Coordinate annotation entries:
-- Begin --

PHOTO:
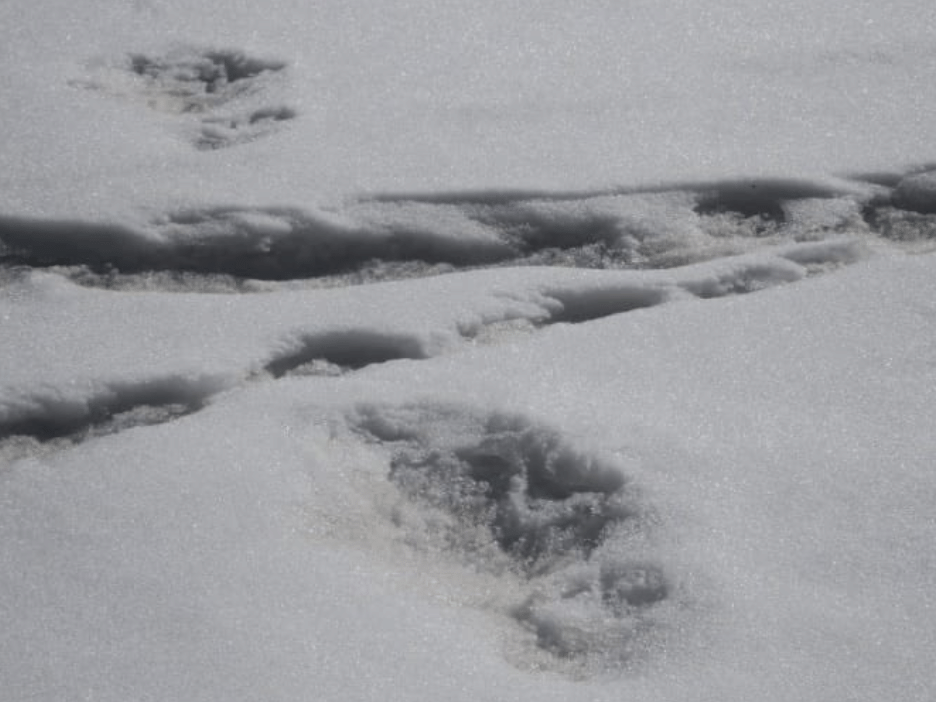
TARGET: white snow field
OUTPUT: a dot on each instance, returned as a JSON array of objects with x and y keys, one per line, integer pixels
[{"x": 467, "y": 351}]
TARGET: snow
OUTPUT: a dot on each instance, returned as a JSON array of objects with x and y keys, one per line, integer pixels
[{"x": 467, "y": 351}]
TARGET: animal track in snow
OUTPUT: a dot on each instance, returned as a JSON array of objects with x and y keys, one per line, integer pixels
[
  {"x": 52, "y": 414},
  {"x": 509, "y": 496},
  {"x": 334, "y": 353},
  {"x": 218, "y": 89}
]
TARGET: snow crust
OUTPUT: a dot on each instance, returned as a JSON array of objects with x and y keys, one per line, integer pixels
[{"x": 394, "y": 351}]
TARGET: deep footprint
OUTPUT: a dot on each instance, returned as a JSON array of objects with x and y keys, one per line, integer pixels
[
  {"x": 507, "y": 495},
  {"x": 118, "y": 407}
]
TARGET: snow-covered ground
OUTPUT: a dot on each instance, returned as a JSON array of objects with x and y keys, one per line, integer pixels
[{"x": 491, "y": 350}]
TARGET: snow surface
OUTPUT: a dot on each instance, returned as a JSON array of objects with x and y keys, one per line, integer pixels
[{"x": 467, "y": 351}]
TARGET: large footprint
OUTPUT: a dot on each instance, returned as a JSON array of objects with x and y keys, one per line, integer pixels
[{"x": 505, "y": 495}]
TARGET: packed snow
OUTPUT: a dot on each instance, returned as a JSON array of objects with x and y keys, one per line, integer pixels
[{"x": 406, "y": 351}]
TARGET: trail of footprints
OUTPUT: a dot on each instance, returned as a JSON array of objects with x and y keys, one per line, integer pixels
[{"x": 502, "y": 493}]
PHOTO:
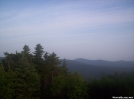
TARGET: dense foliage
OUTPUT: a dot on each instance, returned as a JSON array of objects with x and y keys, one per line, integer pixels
[{"x": 24, "y": 75}]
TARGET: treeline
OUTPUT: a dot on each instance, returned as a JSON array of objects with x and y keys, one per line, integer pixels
[{"x": 38, "y": 75}]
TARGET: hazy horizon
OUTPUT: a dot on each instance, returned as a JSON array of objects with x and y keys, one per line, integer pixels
[{"x": 90, "y": 29}]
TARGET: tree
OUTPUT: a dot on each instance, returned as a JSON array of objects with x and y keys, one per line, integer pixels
[{"x": 38, "y": 52}]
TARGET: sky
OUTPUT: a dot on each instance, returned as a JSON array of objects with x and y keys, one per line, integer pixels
[{"x": 90, "y": 29}]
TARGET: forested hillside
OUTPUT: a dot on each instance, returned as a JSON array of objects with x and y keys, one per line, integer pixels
[{"x": 37, "y": 75}]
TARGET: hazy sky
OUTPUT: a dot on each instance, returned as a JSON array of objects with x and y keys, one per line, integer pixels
[{"x": 91, "y": 29}]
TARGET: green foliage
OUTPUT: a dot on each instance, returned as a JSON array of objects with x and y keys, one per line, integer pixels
[
  {"x": 36, "y": 76},
  {"x": 108, "y": 86}
]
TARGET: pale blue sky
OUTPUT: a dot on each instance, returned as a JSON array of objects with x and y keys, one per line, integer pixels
[{"x": 91, "y": 29}]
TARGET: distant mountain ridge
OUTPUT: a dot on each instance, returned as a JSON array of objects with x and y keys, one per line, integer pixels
[
  {"x": 104, "y": 62},
  {"x": 95, "y": 68}
]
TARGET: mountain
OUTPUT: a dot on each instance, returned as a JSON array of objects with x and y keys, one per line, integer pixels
[
  {"x": 104, "y": 62},
  {"x": 98, "y": 67}
]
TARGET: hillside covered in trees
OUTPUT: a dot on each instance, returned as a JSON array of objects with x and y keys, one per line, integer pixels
[{"x": 38, "y": 75}]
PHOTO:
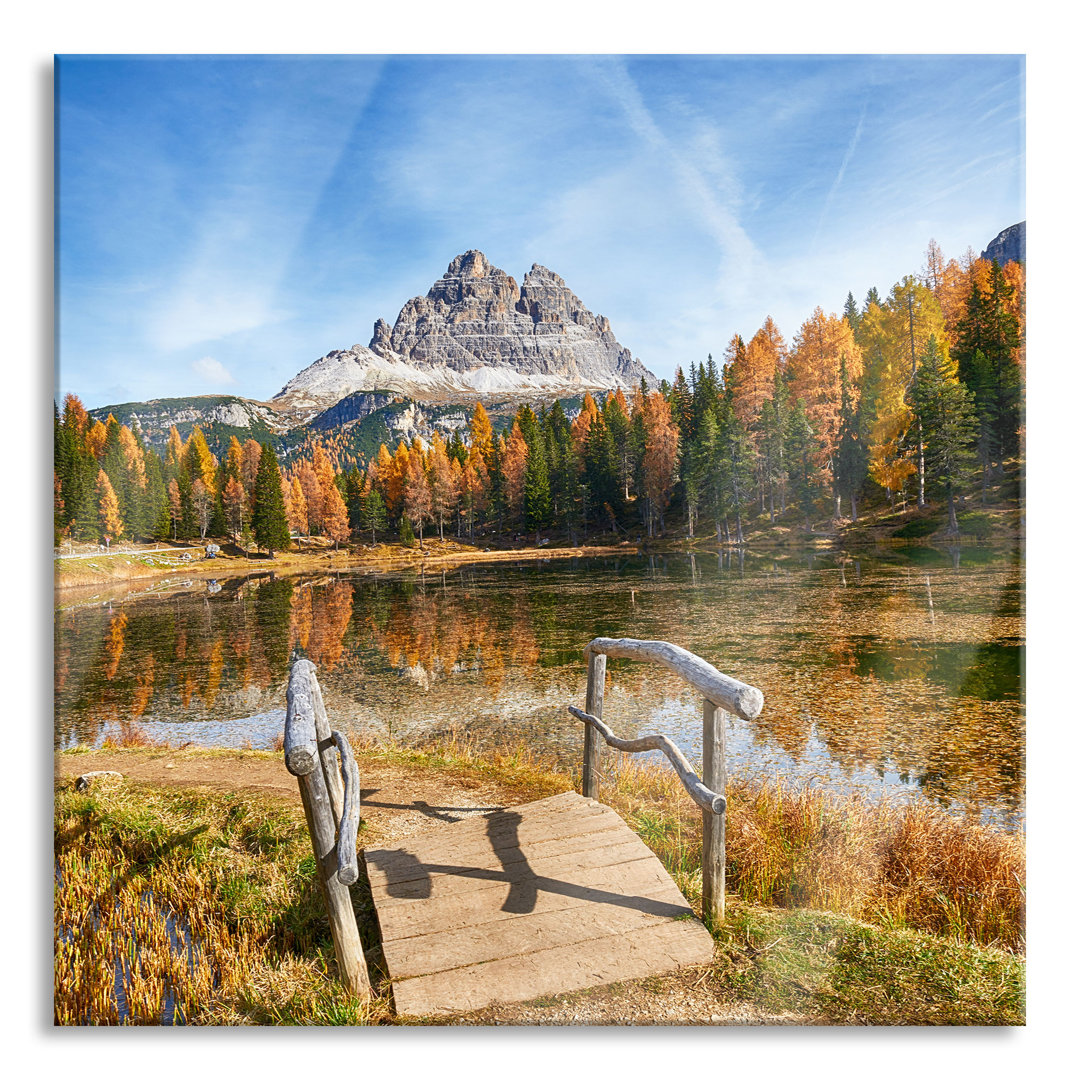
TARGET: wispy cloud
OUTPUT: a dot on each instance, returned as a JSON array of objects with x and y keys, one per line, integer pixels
[
  {"x": 212, "y": 370},
  {"x": 848, "y": 154}
]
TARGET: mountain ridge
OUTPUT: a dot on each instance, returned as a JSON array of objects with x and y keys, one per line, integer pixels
[{"x": 476, "y": 334}]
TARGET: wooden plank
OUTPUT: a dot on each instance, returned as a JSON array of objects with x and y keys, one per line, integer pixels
[
  {"x": 514, "y": 935},
  {"x": 407, "y": 877},
  {"x": 597, "y": 885},
  {"x": 511, "y": 908},
  {"x": 613, "y": 958},
  {"x": 607, "y": 886},
  {"x": 395, "y": 866},
  {"x": 508, "y": 828}
]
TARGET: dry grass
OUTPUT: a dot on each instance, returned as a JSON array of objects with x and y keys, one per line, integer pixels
[
  {"x": 896, "y": 864},
  {"x": 200, "y": 907},
  {"x": 177, "y": 907}
]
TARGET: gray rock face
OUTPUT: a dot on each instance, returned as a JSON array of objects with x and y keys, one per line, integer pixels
[
  {"x": 352, "y": 407},
  {"x": 1009, "y": 245},
  {"x": 477, "y": 334}
]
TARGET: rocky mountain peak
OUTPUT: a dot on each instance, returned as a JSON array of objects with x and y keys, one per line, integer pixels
[
  {"x": 1009, "y": 245},
  {"x": 476, "y": 334}
]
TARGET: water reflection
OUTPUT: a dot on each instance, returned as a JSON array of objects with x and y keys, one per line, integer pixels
[{"x": 891, "y": 672}]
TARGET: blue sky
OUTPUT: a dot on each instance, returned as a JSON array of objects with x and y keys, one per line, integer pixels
[{"x": 224, "y": 221}]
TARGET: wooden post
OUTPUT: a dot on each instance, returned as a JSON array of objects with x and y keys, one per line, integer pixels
[
  {"x": 715, "y": 777},
  {"x": 327, "y": 752},
  {"x": 352, "y": 969},
  {"x": 304, "y": 759},
  {"x": 594, "y": 704}
]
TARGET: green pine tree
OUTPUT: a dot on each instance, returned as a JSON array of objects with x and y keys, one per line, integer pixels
[
  {"x": 946, "y": 409},
  {"x": 373, "y": 513},
  {"x": 269, "y": 521},
  {"x": 852, "y": 461}
]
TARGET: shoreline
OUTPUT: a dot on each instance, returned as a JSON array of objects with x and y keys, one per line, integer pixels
[
  {"x": 120, "y": 568},
  {"x": 125, "y": 567}
]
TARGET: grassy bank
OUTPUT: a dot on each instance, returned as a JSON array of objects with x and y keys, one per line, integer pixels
[
  {"x": 205, "y": 904},
  {"x": 315, "y": 555}
]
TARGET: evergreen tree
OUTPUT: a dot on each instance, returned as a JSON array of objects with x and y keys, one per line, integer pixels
[
  {"x": 269, "y": 522},
  {"x": 851, "y": 459},
  {"x": 987, "y": 353},
  {"x": 734, "y": 462},
  {"x": 354, "y": 497},
  {"x": 373, "y": 512},
  {"x": 851, "y": 313},
  {"x": 946, "y": 409},
  {"x": 562, "y": 466},
  {"x": 801, "y": 446}
]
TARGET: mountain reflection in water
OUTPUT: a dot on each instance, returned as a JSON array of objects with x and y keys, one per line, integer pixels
[{"x": 865, "y": 685}]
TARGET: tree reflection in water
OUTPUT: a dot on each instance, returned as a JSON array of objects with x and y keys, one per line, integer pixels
[{"x": 859, "y": 674}]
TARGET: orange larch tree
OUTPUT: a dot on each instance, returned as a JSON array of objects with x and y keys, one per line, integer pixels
[
  {"x": 814, "y": 366},
  {"x": 661, "y": 458},
  {"x": 513, "y": 468},
  {"x": 108, "y": 509}
]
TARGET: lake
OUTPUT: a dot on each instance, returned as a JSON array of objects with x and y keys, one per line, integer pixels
[{"x": 896, "y": 672}]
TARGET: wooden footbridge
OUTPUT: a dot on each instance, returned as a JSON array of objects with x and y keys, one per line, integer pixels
[{"x": 528, "y": 901}]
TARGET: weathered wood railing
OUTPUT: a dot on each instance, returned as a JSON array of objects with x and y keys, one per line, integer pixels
[
  {"x": 320, "y": 758},
  {"x": 719, "y": 692}
]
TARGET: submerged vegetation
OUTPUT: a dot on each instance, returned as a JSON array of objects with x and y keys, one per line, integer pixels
[{"x": 183, "y": 906}]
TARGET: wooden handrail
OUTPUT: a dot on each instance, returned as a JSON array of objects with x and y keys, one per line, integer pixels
[
  {"x": 705, "y": 798},
  {"x": 719, "y": 692},
  {"x": 318, "y": 757}
]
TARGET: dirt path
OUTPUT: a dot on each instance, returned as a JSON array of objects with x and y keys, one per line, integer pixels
[{"x": 399, "y": 801}]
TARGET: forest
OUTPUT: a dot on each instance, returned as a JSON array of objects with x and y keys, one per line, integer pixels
[{"x": 916, "y": 395}]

-- End --

→ **Exercise**
Rewrite as a numbered list the lines starting with the one containing "TARGET: dirt path" and going on through the end of the material, leaving out any blank lines.

→ **Right answer**
1. TARGET: dirt path
2. OUTPUT: a dot on each instance, returned as a JSON array of objects with x and y keys, one per line, integer pixels
3. [{"x": 399, "y": 801}]
4. TARGET: forest
5. OUTPUT: a dot on each instance, returned as a JSON array of objects with x and y keys, one per line, integer pixels
6. [{"x": 916, "y": 395}]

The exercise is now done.